Directive 1 :: Rewrite the stretch of the listing from the line containing "Each instance receives one keypoint. Mark the loom" through the end of the listing, request lines included, and shift every coordinate value in the answers up by 17.

Text passage ::
______________________________

After the success of using opencv to determine tile locations, we proceed to move the code to linux. 

As the opencv is multi-platform supported, there is not many modification during the conversion, but several aspects are different.

Installation is quite different:

sudo apt-get install opencv-doc libcv4 libhighgui4 libcvaux4 libcv-dev libcvaux-dev libhighgui-dev libgtk2.0-dev
sudo apt-get install build-essential libgtk2.0-dev libavcodec-dev libavformat-dev libjpeg62-dev libtiff4-dev cmake libswscale-dev libjasper-dev
sudo apt-get install libopencv-dev

compiling operations on linux using opencv

gcc main.cpp -o main -ggdb `pkg-config opencv --cflags --libs` -lm  -lstdc++

compiling operations on linux using opencv and serial communication

gcc -ggdb `pkg-config opencv --cflags --libs` det.cpp rs232.cpp -o det -lm  -lstdc++

Besides, we add new features in the end of program. Data collected should be able to send to robot arm. We added the coomunication part, either by serial communication or TCP package.

______________________________

Records shown ::
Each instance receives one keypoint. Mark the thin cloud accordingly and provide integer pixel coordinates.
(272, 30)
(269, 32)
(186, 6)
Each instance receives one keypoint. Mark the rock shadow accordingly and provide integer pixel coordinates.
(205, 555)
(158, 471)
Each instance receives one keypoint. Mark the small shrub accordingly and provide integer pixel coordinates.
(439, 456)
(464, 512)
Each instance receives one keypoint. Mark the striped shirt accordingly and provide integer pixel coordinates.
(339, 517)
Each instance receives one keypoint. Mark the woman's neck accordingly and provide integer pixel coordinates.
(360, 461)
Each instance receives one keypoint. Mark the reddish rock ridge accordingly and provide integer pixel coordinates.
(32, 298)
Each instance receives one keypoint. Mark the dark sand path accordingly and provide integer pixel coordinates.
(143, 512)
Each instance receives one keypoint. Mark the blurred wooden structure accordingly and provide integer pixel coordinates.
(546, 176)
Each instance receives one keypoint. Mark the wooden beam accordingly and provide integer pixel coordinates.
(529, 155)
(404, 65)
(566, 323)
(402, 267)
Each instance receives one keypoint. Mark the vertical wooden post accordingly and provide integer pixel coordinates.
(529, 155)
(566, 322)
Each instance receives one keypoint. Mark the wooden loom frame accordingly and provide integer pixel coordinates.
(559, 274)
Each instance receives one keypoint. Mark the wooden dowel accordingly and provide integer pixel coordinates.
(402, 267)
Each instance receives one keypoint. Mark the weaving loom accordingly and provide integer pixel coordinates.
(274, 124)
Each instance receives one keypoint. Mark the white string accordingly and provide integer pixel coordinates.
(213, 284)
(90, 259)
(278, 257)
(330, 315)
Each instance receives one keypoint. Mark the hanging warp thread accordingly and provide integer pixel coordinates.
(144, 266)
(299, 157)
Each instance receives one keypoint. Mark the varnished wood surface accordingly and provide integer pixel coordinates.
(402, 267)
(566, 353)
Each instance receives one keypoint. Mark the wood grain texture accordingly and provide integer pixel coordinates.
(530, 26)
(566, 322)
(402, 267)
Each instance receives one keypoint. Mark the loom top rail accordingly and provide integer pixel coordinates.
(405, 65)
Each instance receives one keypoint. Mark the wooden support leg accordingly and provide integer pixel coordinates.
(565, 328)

______________________________

Directive 2 :: Output, word for word, the stretch of the post on porting the OpenCV code to Linux from "compiling operations on linux using opencv and" through "or TCP package.".

Complete output 1 ::
Each instance receives one keypoint. Mark the loom top rail accordingly and provide integer pixel coordinates.
(422, 82)
Each instance receives one keypoint. Mark the wooden support leg accordingly and provide integer pixel coordinates.
(582, 345)

Complete output 2 ::
compiling operations on linux using opencv and serial communication

gcc -ggdb `pkg-config opencv --cflags --libs` det.cpp rs232.cpp -o det -lm  -lstdc++

Besides, we add new features in the end of program. Data collected should be able to send to robot arm. We added the coomunication part, either by serial communication or TCP package.